→ TASK DIRECTIONS: Rescale the entries below by repeating every line, requests included, with each x and y coordinate in the answers multiplied by 0.3 and rounded to a whole number, halves rounding up.

┌──

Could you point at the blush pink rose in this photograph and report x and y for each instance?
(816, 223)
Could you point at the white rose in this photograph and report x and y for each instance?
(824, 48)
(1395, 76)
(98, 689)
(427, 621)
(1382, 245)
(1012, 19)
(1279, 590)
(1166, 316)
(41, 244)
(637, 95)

└──

→ THE SOLUTION:
Could you point at the blush pink rose in this photograph and report x and y for each instance?
(245, 67)
Could you point at the white rose in this photograph and report x and y for each instance?
(247, 14)
(419, 23)
(29, 207)
(128, 186)
(415, 74)
(304, 6)
(384, 177)
(350, 95)
(12, 73)
(191, 29)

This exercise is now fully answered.